TO DO
Produce a word-for-word restatement of the lines from the line with "# test: locate()" to the end of the listing below, inclusive.

- - -

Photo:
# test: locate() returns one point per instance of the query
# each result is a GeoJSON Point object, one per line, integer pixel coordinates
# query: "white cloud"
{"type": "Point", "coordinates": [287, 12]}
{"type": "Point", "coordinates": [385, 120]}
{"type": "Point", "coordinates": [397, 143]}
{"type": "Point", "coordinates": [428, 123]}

- - -

EXERCISE RESULT
# test: locate() returns one point per instance of the query
# each result is a GeoJSON Point object, one per line, integer pixel coordinates
# query: "white cloud"
{"type": "Point", "coordinates": [287, 12]}
{"type": "Point", "coordinates": [385, 120]}
{"type": "Point", "coordinates": [397, 143]}
{"type": "Point", "coordinates": [428, 123]}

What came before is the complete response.